_RECORDS_:
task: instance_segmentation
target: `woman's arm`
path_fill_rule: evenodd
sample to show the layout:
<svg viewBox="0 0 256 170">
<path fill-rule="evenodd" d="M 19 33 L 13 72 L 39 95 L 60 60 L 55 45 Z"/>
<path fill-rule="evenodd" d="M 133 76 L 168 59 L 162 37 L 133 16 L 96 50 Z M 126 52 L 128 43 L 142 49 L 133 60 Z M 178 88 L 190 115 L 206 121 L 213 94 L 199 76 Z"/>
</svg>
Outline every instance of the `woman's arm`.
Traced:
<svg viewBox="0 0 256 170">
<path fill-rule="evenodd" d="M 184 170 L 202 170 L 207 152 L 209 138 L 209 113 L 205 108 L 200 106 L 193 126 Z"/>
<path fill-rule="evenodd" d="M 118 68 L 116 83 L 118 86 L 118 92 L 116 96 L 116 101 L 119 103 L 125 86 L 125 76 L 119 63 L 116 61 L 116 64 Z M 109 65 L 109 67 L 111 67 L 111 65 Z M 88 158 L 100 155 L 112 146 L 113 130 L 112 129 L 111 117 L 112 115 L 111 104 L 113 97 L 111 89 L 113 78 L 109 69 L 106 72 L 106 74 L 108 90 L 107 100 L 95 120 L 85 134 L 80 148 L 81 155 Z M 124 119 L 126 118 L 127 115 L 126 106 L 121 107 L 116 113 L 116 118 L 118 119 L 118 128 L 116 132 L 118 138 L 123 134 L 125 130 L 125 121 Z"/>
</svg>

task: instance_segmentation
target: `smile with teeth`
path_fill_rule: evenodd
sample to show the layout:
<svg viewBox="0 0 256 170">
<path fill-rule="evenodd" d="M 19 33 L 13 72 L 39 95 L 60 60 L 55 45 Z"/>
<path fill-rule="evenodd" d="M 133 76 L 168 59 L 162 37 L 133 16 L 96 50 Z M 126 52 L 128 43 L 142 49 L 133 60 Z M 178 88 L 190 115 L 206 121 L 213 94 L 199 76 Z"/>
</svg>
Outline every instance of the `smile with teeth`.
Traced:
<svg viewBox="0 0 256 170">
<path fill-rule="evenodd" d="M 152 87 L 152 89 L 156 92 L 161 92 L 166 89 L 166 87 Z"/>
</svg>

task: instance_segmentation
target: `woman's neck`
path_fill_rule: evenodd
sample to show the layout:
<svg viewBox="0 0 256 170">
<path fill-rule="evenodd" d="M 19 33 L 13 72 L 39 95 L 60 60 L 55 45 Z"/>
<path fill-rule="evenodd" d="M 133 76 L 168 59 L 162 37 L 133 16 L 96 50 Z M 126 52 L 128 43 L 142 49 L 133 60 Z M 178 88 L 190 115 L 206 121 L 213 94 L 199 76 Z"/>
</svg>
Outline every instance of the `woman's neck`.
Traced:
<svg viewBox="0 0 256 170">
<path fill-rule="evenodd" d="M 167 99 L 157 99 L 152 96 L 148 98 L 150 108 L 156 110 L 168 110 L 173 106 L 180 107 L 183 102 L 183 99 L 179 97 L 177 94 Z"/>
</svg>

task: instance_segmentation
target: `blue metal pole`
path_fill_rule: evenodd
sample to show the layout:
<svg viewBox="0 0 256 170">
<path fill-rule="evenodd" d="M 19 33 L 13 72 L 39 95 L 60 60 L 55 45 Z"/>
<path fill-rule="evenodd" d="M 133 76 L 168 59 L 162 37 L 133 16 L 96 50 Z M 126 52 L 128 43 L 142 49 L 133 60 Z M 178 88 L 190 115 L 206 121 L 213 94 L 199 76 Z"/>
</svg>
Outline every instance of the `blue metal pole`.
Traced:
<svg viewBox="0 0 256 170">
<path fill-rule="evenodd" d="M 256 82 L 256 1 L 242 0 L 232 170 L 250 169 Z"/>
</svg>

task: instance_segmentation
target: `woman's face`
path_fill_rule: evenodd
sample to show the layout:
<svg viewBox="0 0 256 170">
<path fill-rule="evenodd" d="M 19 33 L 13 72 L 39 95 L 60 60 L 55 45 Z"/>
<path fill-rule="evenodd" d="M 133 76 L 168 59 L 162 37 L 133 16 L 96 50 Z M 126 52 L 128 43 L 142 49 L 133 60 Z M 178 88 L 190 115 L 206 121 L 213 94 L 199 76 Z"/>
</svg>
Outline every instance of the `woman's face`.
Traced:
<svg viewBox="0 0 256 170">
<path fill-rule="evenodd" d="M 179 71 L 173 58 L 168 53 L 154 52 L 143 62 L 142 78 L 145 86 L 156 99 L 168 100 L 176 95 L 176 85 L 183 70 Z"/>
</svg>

_WHAT IS REQUIRED_: Turn every line of the records above into a numbered list, one line per item, and leave out the blank lines.

_TASK RESPONSE_:
1. task: instance_segmentation
2. target: `woman's arm`
3. path_fill_rule: evenodd
4. sample to show the layout:
5. <svg viewBox="0 0 256 170">
6. <path fill-rule="evenodd" d="M 19 33 L 13 72 L 39 95 L 60 60 L 55 45 Z"/>
7. <path fill-rule="evenodd" d="M 133 76 L 168 59 L 162 37 L 133 16 L 96 50 Z M 126 52 L 128 43 L 142 49 L 133 60 Z M 178 88 L 190 115 L 206 121 L 213 94 L 199 76 Z"/>
8. </svg>
9. Outline every instance of the `woman's arm`.
10. Traced:
11. <svg viewBox="0 0 256 170">
12. <path fill-rule="evenodd" d="M 184 170 L 202 170 L 207 152 L 209 138 L 209 113 L 205 108 L 200 106 L 193 126 Z"/>
13. <path fill-rule="evenodd" d="M 118 68 L 116 83 L 118 86 L 118 92 L 116 96 L 116 101 L 119 103 L 125 86 L 125 76 L 119 63 L 116 61 L 116 64 Z M 109 65 L 109 67 L 111 67 L 111 65 Z M 88 158 L 100 155 L 112 146 L 113 130 L 112 129 L 111 117 L 112 115 L 111 104 L 113 97 L 111 89 L 113 78 L 109 69 L 106 72 L 106 74 L 108 90 L 107 100 L 95 120 L 85 134 L 80 148 L 81 155 Z M 124 119 L 126 118 L 127 115 L 126 106 L 121 107 L 116 113 L 116 118 L 118 119 L 118 128 L 116 132 L 118 138 L 123 134 L 125 130 L 125 121 Z"/>
14. </svg>
15. task: instance_segmentation
16. target: `smile with teeth`
17. path_fill_rule: evenodd
18. sample to show the layout:
19. <svg viewBox="0 0 256 170">
20. <path fill-rule="evenodd" d="M 19 33 L 13 72 L 39 95 L 60 60 L 55 45 Z"/>
21. <path fill-rule="evenodd" d="M 133 76 L 168 59 L 162 37 L 133 16 L 96 50 Z M 126 52 L 128 43 L 142 49 L 133 60 Z M 178 88 L 190 115 L 206 121 L 213 94 L 199 76 Z"/>
22. </svg>
23. Outline every instance of the `smile with teeth`.
24. Traced:
25. <svg viewBox="0 0 256 170">
26. <path fill-rule="evenodd" d="M 152 87 L 152 89 L 156 92 L 161 92 L 166 89 L 166 87 Z"/>
27. </svg>
28. task: instance_segmentation
29. target: `woman's neck`
30. path_fill_rule: evenodd
31. sample to show the layout:
32. <svg viewBox="0 0 256 170">
33. <path fill-rule="evenodd" d="M 19 33 L 13 72 L 39 95 L 60 60 L 55 45 Z"/>
34. <path fill-rule="evenodd" d="M 133 76 L 168 59 L 162 37 L 133 16 L 96 50 Z M 126 52 L 128 43 L 142 49 L 133 60 Z M 178 88 L 190 115 L 206 121 L 213 94 L 199 76 Z"/>
35. </svg>
36. Outline every instance of the `woman's neck`.
37. Traced:
38. <svg viewBox="0 0 256 170">
39. <path fill-rule="evenodd" d="M 167 99 L 157 99 L 152 96 L 148 98 L 150 108 L 156 110 L 168 110 L 173 106 L 180 107 L 183 102 L 183 99 L 179 97 L 177 94 Z"/>
40. </svg>
41. task: instance_segmentation
42. target: `blue metal pole`
43. path_fill_rule: evenodd
44. sample to show the layout:
45. <svg viewBox="0 0 256 170">
46. <path fill-rule="evenodd" d="M 19 33 L 13 72 L 39 95 L 60 60 L 55 45 Z"/>
47. <path fill-rule="evenodd" d="M 133 76 L 168 59 L 162 37 L 133 16 L 96 50 Z M 126 52 L 128 43 L 142 49 L 133 60 Z M 178 88 L 190 115 L 206 121 L 213 94 L 199 76 Z"/>
48. </svg>
49. Outline every instance of the `blue metal pole`.
50. Traced:
51. <svg viewBox="0 0 256 170">
52. <path fill-rule="evenodd" d="M 256 82 L 256 1 L 242 0 L 232 170 L 250 169 Z"/>
53. </svg>
54. task: instance_segmentation
55. target: `woman's face`
56. path_fill_rule: evenodd
57. sample to show the layout:
58. <svg viewBox="0 0 256 170">
59. <path fill-rule="evenodd" d="M 19 33 L 13 72 L 39 95 L 60 60 L 55 45 Z"/>
60. <path fill-rule="evenodd" d="M 133 76 L 168 59 L 162 37 L 133 16 L 96 50 Z M 126 52 L 128 43 L 142 49 L 133 60 Z M 178 88 L 190 115 L 206 121 L 213 94 L 199 76 Z"/>
61. </svg>
62. Outline every instance of the `woman's face`.
63. Traced:
64. <svg viewBox="0 0 256 170">
65. <path fill-rule="evenodd" d="M 179 71 L 173 58 L 168 53 L 154 52 L 143 62 L 142 78 L 145 86 L 156 99 L 168 100 L 176 95 L 176 85 L 183 70 Z"/>
66. </svg>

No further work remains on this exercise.